§ PROMPT
Can the data below be echoed back word for word?

§ INFORMATION SHOWN
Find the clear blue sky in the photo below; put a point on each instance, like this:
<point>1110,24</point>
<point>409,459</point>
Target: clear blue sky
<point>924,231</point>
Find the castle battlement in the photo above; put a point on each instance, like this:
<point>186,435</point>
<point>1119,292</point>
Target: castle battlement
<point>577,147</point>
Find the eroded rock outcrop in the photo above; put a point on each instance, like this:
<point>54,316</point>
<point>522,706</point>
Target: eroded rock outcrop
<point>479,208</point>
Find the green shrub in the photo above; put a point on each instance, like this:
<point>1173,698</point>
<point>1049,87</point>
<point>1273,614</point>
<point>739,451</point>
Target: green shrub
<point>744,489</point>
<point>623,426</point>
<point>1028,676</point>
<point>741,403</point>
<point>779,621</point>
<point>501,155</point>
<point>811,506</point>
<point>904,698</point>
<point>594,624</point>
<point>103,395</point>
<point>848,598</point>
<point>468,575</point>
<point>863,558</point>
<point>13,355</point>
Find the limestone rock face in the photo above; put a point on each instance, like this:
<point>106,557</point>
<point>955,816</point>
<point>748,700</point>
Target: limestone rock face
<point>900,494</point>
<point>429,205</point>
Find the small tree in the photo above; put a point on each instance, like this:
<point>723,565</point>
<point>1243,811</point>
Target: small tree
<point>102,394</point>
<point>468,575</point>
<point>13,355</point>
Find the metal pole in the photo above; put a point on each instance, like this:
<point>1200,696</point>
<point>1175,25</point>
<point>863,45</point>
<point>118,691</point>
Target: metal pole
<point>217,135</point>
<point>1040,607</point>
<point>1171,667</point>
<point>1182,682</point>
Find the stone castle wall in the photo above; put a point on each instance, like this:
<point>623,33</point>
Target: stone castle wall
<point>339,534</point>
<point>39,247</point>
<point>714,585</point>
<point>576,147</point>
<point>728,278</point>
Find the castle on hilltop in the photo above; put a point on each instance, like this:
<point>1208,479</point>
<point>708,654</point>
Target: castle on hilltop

§ EXERCISE RESULT
Find the clear blue sky in the photo below; put a point on each instance, like this:
<point>1110,24</point>
<point>409,459</point>
Target: clear blue sky
<point>924,231</point>
Find the castle battlement in the photo above; put a point on each instance, like this:
<point>186,435</point>
<point>1119,292</point>
Target: castle battlement
<point>577,147</point>
Find the eroded rock outcrop in the photo above; put a point on each instance, like this:
<point>54,316</point>
<point>522,706</point>
Target: eroded rock outcrop
<point>479,208</point>
Find the green shrub in the photo above; put a point on each instance, like this:
<point>1173,698</point>
<point>1049,87</point>
<point>1273,614</point>
<point>739,451</point>
Target: green shrub
<point>744,489</point>
<point>623,426</point>
<point>1028,676</point>
<point>741,403</point>
<point>779,621</point>
<point>501,155</point>
<point>811,506</point>
<point>904,698</point>
<point>594,624</point>
<point>103,395</point>
<point>848,598</point>
<point>468,575</point>
<point>863,558</point>
<point>13,355</point>
Find the limestone rock face in the photo above; put a point on each instance, like this:
<point>106,557</point>
<point>955,816</point>
<point>748,700</point>
Target: limestone rock face
<point>900,494</point>
<point>429,205</point>
Find the small tree in the photo above; put a point on each instance, like this:
<point>723,565</point>
<point>1243,811</point>
Target: small tree
<point>102,394</point>
<point>468,575</point>
<point>13,355</point>
Find the metal pole in the photo above; put a point on each instance, like this:
<point>1200,696</point>
<point>1175,25</point>
<point>863,45</point>
<point>118,691</point>
Target: metal pole
<point>217,135</point>
<point>1040,607</point>
<point>1171,667</point>
<point>1182,682</point>
Find the stone castle wall in the photo above; put a point on each instance, like this:
<point>623,33</point>
Target: stone castle wall
<point>339,534</point>
<point>39,247</point>
<point>714,585</point>
<point>576,147</point>
<point>728,278</point>
Find the castle on hilltop in the photo above; put a point on each instance, like this:
<point>1208,479</point>
<point>708,654</point>
Target: castle on hilltop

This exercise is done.